Reproduce the lines below from the one that contains "Query: stump" through the end, inclusive, and add nothing.
(Beginning of Information supplied)
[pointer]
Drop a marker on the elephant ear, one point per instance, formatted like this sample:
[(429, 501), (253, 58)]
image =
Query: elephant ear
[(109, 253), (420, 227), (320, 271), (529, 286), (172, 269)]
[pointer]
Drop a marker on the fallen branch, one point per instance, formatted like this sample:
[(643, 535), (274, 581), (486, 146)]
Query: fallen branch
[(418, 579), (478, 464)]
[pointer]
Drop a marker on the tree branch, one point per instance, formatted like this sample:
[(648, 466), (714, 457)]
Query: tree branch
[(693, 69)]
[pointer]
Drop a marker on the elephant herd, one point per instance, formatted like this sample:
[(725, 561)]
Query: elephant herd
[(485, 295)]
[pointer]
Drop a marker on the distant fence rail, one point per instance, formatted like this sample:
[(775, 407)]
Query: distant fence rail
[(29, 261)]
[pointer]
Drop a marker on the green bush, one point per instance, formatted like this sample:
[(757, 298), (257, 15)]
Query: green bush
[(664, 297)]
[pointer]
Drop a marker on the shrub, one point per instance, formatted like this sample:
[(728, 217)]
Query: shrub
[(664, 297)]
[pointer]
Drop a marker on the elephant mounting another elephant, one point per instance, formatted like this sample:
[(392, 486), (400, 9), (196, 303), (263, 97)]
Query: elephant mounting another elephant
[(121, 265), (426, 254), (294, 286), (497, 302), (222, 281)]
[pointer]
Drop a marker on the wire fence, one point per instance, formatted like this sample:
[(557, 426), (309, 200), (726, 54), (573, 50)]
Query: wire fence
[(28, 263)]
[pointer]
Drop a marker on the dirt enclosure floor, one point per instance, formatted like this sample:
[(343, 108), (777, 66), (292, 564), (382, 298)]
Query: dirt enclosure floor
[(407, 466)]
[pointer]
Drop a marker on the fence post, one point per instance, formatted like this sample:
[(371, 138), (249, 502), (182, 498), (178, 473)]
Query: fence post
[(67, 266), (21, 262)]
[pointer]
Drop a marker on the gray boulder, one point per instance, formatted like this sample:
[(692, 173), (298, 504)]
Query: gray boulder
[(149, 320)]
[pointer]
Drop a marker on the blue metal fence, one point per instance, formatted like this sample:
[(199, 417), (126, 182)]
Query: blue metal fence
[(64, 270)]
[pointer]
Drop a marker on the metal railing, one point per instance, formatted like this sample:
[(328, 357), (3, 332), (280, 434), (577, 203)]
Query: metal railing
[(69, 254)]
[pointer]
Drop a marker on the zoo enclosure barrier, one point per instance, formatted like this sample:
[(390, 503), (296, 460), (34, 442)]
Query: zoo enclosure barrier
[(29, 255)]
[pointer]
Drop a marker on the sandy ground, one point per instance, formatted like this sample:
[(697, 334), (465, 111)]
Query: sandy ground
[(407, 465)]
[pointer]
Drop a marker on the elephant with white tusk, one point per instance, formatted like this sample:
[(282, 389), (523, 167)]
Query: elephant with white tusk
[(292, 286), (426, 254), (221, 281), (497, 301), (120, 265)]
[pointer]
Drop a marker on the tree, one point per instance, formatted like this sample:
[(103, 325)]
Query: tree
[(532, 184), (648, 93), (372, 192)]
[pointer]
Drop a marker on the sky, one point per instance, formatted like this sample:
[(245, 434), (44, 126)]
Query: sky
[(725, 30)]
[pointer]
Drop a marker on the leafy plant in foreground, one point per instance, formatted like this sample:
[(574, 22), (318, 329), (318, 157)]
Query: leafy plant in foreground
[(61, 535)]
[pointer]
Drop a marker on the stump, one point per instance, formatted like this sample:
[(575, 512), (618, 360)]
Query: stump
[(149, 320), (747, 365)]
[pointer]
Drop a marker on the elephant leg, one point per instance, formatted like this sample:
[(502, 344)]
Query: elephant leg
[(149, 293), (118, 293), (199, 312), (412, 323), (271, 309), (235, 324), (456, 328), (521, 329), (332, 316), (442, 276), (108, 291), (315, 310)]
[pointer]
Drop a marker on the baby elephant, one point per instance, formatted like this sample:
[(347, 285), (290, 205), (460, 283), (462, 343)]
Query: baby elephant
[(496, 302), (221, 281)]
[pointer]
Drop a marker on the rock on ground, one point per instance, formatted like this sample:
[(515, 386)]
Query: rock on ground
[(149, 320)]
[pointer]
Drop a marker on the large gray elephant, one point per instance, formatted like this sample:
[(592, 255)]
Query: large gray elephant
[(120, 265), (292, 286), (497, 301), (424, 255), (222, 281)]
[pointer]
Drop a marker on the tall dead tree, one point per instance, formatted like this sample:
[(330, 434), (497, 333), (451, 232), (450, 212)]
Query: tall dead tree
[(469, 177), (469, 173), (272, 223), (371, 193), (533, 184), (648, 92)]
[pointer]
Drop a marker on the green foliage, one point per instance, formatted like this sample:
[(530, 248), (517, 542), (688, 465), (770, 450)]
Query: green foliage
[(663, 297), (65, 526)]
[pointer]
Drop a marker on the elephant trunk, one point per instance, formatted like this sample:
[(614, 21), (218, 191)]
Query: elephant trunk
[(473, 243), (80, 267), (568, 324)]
(End of Information supplied)
▸ Written response:
Query: stump
[(149, 320), (747, 365)]
[pointer]
Drop a marker on the elephant leg, one point per instance, formatted like this sample:
[(502, 344)]
Query: elephant leg
[(149, 293), (118, 293), (199, 312), (412, 323), (271, 309), (235, 324), (456, 328), (521, 329), (332, 316), (442, 276), (108, 291), (315, 310)]
[pointer]
Drop a marker on the baby elephant, one point per instance, formatted like this sample:
[(347, 285), (290, 205), (460, 283), (462, 343)]
Query: baby elephant
[(496, 302), (221, 281)]
[pointer]
Drop a marker on the rock on ground, one point per instance, formatted like this sample:
[(515, 386)]
Query: rock on ground
[(149, 320)]
[pointer]
Drop a marker on the large gray elephant, one point per instance, formatted like this sample:
[(592, 255)]
Query: large gray elephant
[(120, 265), (292, 286), (497, 301), (424, 255), (222, 281)]
[pointer]
Drop a marker on the tall dead tree, one point per instance, formatted like this sample:
[(330, 434), (497, 333), (451, 232), (450, 212)]
Query: tall dead tree
[(469, 177), (469, 173), (272, 223), (371, 193), (533, 184), (648, 92)]
[pointer]
Drop a marker on the green foliage, one point per instance, formatted like this sample:
[(530, 248), (517, 542), (688, 465), (770, 450)]
Query: green foliage
[(663, 297), (65, 526)]
[pointer]
Drop a marker on the elephant trunk, one point per instance, formatted like this sample:
[(614, 21), (218, 191)]
Query: elephant trunk
[(473, 243), (80, 267), (568, 324)]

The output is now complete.